SET TASK: Pull out every line of the material below that contains the word "next", and copy each of those lines in full.

=-=-=-=-=

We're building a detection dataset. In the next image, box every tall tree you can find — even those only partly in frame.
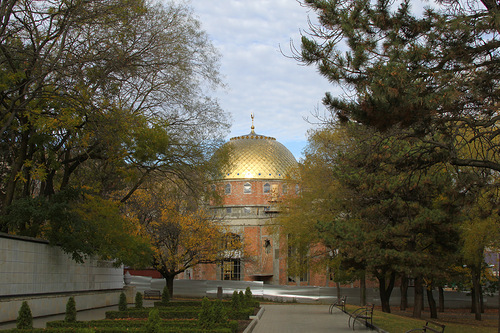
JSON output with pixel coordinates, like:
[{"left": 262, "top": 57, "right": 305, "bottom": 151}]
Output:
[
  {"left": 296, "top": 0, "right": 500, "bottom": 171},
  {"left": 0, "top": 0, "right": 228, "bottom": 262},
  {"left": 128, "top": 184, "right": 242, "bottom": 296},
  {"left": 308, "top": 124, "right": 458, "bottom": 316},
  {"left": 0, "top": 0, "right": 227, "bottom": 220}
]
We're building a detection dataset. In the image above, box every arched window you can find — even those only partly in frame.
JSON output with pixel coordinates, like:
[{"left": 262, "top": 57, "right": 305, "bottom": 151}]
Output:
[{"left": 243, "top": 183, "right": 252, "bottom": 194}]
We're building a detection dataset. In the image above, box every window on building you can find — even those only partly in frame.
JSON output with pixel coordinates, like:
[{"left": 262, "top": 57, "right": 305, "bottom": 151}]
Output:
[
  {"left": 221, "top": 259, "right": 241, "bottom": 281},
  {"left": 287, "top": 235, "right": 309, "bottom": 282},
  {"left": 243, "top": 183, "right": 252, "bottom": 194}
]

=-=-=-=-=

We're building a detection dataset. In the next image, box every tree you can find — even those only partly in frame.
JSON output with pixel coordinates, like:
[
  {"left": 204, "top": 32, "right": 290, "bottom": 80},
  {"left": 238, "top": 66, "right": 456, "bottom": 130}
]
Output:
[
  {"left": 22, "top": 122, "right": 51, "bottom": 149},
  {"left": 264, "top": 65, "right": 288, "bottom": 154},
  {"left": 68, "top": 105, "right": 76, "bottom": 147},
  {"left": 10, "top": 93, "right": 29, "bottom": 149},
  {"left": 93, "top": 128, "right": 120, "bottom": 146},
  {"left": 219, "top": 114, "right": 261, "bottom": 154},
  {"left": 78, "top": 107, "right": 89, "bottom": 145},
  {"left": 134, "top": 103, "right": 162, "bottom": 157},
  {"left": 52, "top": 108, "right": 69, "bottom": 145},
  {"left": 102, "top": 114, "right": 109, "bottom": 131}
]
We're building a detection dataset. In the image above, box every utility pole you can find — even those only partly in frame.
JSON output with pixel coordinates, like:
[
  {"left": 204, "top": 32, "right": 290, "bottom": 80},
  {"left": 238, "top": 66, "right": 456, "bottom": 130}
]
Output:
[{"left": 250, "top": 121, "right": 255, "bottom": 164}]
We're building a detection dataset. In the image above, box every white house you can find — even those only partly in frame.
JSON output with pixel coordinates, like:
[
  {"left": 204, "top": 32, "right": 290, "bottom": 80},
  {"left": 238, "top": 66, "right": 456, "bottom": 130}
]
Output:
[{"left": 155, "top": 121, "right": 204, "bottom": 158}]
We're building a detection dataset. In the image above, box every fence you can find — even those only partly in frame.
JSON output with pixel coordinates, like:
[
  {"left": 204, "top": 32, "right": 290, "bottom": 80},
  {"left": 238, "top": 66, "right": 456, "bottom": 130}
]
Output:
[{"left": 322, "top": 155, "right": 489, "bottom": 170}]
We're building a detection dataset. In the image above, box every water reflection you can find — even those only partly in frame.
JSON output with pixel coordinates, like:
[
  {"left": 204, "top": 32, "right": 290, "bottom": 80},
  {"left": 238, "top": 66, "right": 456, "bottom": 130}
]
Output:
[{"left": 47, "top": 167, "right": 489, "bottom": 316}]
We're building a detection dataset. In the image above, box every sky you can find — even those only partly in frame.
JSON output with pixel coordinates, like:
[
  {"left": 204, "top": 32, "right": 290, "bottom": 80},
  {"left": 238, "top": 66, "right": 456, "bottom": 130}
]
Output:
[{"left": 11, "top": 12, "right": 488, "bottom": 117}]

=-=-=-=-=

WRITTEN SOLUTION:
We're building a detection dataset. In the next image, box every tall tree you can find — even those only partly in frame.
We're building a detection dataset. In the next image, box every tree you can find — even those only partly in frame.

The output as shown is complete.